> [Извлечённый текст]:

Кажется, это было у Саши Соколова. То ли в «Между собакой и волком», то ли в «Школе для дураков». «Философей». Слово-гибрид, слово-бабочка, слово-фея. Соловей мысли. Мысль порхает, поёт, свиристит. Фея машет волшебной палочкой. Озарила такая палочка и меня.
Приехал в Венецию, только сфотографировал первую чайку, как мне написал в личные сообщения мой виртуальный знакомый. «Будет охота, маэстро, заходите на огонёк вечером, на лёгкий ужин и вино!»
Я пришёл. Если идти от Cан-Mарко, то надо нырнуть под огромные часы на часовой башенке (где синий циферблат с зодиаком) и по улице этой пройти прямо, до упора. Это 150 шагов. (Так и было написано в сообщении: я честно шаги отсчитал – ровно 150). От белого фасада церкви Сан-Дзулиан юркнуть налево в проход, перейти маленькую площадь по диагонали наискосок, миновать мраморный колодец, перед собой увидеть справа ресторанчик, прямо по курсу – тупик, с калиткой (иногда открыта, иногда закрыта на щеколду, но никогда не заперта).

> [Суть задания]:
Продублируйте извлечённый текст полностью, слово в слово. Материал никак не связан с извлечённым текстом.

> [Записи]:
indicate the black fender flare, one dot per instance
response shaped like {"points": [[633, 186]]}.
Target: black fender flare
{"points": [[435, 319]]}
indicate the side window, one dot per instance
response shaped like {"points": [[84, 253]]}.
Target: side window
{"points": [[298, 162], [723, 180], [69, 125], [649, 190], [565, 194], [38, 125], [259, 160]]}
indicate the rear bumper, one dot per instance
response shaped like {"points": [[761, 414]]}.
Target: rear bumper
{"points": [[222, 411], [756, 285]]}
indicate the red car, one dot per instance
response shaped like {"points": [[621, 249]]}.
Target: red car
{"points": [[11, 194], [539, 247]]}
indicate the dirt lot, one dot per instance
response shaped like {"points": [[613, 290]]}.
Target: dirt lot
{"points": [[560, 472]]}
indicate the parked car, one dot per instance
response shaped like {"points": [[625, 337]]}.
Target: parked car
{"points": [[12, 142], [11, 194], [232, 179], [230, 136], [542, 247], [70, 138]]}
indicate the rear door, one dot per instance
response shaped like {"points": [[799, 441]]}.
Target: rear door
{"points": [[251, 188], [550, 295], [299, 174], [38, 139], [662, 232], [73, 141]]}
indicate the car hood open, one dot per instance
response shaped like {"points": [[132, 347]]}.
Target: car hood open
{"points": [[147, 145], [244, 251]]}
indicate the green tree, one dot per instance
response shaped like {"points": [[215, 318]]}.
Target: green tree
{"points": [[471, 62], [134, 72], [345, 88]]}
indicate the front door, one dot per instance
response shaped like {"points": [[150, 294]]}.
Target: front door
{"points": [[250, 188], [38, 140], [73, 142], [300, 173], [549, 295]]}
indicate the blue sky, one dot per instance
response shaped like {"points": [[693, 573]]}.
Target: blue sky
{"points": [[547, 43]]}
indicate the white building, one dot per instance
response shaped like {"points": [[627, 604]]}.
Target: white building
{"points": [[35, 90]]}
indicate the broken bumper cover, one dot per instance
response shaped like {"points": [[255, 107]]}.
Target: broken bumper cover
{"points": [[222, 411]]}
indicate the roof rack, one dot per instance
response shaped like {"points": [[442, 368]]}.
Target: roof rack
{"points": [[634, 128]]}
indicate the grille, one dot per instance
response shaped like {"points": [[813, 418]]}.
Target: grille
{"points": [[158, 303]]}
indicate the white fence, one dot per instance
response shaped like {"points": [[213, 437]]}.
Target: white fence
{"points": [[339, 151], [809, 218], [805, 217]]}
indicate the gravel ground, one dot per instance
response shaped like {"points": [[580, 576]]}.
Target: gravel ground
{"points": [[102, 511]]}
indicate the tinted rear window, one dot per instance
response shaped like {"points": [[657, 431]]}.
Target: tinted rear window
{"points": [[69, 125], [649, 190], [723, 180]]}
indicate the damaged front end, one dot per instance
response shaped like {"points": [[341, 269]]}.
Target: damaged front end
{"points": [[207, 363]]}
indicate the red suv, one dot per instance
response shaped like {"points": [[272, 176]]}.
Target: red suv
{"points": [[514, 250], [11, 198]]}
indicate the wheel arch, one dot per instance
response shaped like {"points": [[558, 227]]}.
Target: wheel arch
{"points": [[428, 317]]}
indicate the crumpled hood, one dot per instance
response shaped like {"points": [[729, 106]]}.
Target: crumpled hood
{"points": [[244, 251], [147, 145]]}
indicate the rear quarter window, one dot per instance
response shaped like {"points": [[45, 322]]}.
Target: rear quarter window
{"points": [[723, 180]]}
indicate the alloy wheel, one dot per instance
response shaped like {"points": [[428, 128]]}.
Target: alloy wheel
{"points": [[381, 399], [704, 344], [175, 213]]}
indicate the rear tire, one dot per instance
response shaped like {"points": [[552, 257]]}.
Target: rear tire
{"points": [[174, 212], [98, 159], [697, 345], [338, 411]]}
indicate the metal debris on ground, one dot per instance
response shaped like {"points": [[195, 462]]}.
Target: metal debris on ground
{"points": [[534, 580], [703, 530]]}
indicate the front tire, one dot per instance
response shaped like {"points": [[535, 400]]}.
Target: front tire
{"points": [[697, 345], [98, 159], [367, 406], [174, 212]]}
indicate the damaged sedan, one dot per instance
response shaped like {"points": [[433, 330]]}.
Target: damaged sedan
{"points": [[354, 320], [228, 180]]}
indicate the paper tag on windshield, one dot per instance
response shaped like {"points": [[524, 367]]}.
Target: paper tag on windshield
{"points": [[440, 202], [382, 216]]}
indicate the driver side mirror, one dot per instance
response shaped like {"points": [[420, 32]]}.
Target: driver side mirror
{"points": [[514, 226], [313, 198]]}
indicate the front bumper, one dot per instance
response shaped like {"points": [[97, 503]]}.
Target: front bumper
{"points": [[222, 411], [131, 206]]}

> [Ответ на задание]:
Кажется, это было у Саши Соколова. То ли в «Между собакой и волком», то ли в «Школе для дураков». «Философей». Слово-гибрид, слово-бабочка, слово-фея. Соловей мысли. Мысль порхает, поёт, свиристит. Фея машет волшебной палочкой. Озарила такая палочка и меня.
Приехал в Венецию, только сфотографировал первую чайку, как мне написал в личные сообщения мой виртуальный знакомый. «Будет охота, маэстро, заходите на огонёк вечером, на лёгкий ужин и вино!»
Я пришёл. Если идти от Cан-Mарко, то надо нырнуть под огромные часы на часовой башенке (где синий циферблат с зодиаком) и по улице этой пройти прямо, до упора. Это 150 шагов. (Так и было написано в сообщении: я честно шаги отсчитал – ровно 150). От белого фасада церкви Сан-Дзулиан юркнуть налево в проход, перейти маленькую площадь по диагонали наискосок, миновать мраморный колодец, перед собой увидеть справа ресторанчик, прямо по курсу – тупик, с калиткой (иногда открыта, иногда закрыта на щеколду, но никогда не заперта).